▶ **Trecho da fonte**:
-=-=-

Market-centric? User-centric? Nenhum deles? No debate sobre modelos de remuneração aos artistas só há uma certeza: o atual já não funciona

Por Eduardo Lemos, de Londres

Ao pagarem uma mensalidade para as plataformas de música, muitas pessoas acreditam que o dinheiro vai direto para a conta dos seus artista preferidos. Mas, nos serviços de streaming mais populares, como o Spotify, não é exatamente assim que funciona. Na verdade, a empresa distribui o dinheiro seguindo o critério de popularidade: o artista que tiver mais plays leva mais.

Assim, nomes bombados são privilegiados, e o restante acaba recebendo infinitamente menos. Este modelo de remuneração é chamado de market-centric, ou pro-rata.

As críticas a ele são generalizadas: desde a maioria dos selos e artistas, por motivos óbvios, até grandes gravadoras, como a Universal Music, consideram-no injusto e pouco sustentável, já que, no limite, a imensa maioria dos músicos não consegue tirar um bom dinheiro do streaming. Ao que parece, este formato só é aprovado mesmo pelas plataformas.

Mas, e se o dinheiro de um assinante fosse destinado diretamente aos artistas que ele escutou naquele mês?

Esta é a premissa do sistema user-centric. Nele, se o usuário passou 90% do tempo ouvindo um artista, 90% do dinheiro iria para este artista, e assim sucessivamente. Quem adotou este caminho foi o Soundcloud. Em 2021, a plataforma passou a remunerar no formato "royalties movidos por fãs", que nada mais é do que o user-centric adaptado à dinâmica da plataforma alemã. Após quase 2 anos, o Soundcloud diz que, em média, os artistas independentes ganham 60% a mais através do atual modelo do que se fosse adotado o pro-rata.

-=-=-

▶ **Entradas**:
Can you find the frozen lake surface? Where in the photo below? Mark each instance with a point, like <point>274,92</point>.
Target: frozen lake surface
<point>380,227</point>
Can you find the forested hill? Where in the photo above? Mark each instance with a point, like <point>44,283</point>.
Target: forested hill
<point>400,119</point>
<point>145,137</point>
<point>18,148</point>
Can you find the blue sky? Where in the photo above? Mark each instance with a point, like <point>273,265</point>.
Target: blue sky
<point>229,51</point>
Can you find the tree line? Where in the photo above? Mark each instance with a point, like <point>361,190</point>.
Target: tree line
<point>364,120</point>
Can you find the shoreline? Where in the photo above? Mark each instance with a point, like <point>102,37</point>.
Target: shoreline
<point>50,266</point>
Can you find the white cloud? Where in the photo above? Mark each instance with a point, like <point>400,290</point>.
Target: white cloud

-=-=-

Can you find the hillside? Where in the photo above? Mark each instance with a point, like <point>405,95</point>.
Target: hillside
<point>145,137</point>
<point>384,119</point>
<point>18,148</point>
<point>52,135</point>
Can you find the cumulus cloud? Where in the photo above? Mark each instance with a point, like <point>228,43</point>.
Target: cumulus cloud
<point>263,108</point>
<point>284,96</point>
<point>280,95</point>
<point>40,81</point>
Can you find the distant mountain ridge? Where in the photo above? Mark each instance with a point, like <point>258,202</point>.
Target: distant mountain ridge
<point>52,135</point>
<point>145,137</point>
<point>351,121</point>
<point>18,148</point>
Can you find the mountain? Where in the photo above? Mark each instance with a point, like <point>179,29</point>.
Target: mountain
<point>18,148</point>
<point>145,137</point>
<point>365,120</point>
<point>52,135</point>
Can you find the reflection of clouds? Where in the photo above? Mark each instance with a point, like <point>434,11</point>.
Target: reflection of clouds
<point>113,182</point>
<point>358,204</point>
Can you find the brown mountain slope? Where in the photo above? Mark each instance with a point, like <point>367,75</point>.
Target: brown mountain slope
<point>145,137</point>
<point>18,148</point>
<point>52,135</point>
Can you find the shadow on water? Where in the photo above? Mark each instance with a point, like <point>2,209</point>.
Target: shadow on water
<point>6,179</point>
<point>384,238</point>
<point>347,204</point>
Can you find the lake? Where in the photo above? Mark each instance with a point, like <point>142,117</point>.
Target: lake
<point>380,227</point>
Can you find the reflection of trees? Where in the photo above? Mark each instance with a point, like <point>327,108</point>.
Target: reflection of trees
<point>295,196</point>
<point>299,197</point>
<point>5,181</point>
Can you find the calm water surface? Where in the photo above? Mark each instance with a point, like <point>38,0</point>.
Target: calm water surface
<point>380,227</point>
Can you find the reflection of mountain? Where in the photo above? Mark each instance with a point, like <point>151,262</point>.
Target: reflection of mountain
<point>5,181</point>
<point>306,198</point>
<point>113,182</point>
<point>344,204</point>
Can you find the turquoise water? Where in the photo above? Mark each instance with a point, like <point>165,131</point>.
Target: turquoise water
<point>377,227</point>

-=-=-

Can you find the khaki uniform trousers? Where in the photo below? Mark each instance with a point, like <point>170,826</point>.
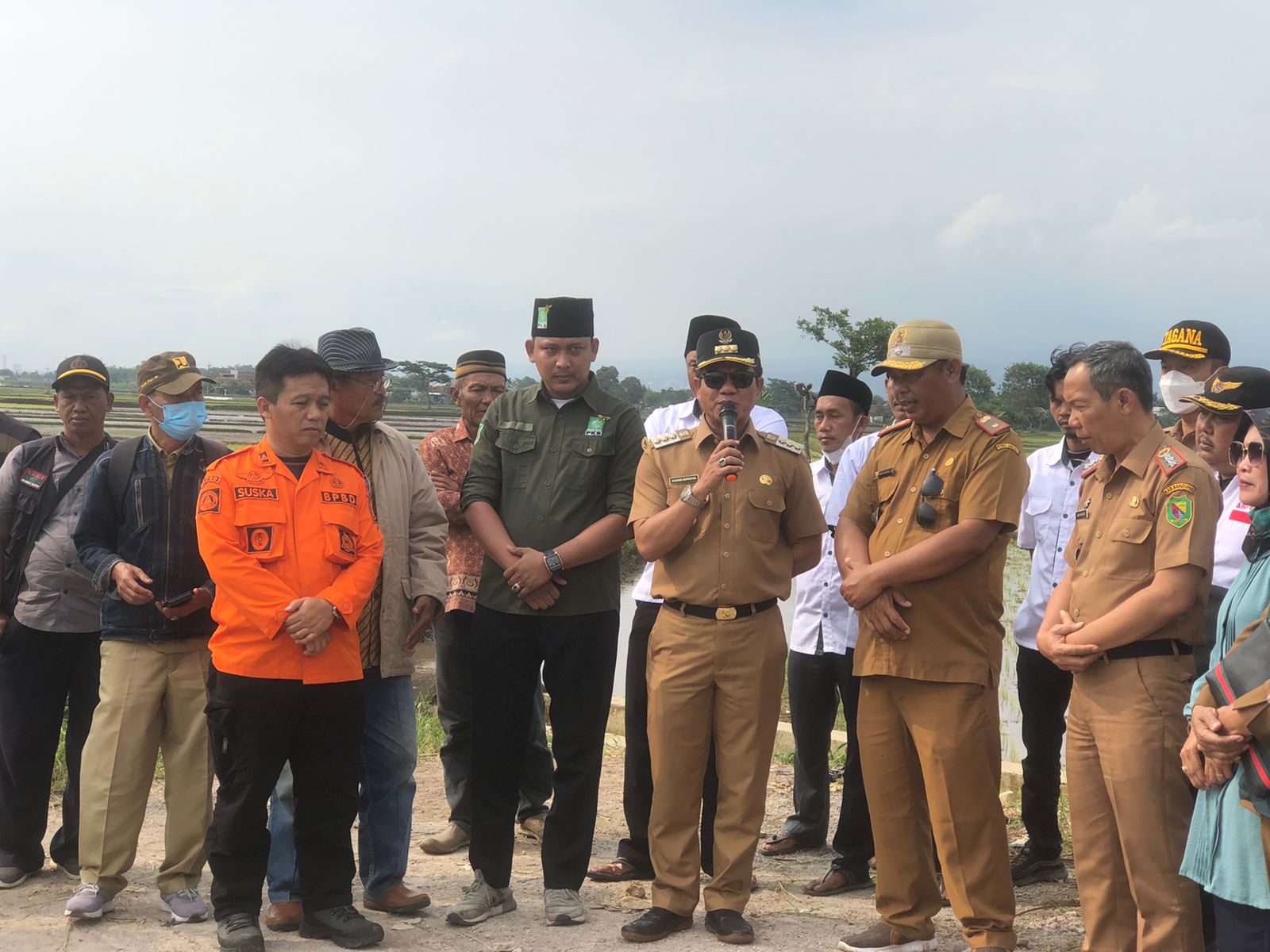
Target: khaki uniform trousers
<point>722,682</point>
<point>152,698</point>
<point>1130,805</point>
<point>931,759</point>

-=-=-

▶ **Instrução**:
Reproduza fielmente o trecho do texto sobre a remuneração de artistas no streaming, começando em "Ao pagarem uma" e seguindo até "plays leva mais.".

▶ **Resposta escrita**:
Ao pagarem uma mensalidade para as plataformas de música, muitas pessoas acreditam que o dinheiro vai direto para a conta dos seus artista preferidos. Mas, nos serviços de streaming mais populares, como o Spotify, não é exatamente assim que funciona. Na verdade, a empresa distribui o dinheiro seguindo o critério de popularidade: o artista que tiver mais plays leva mais.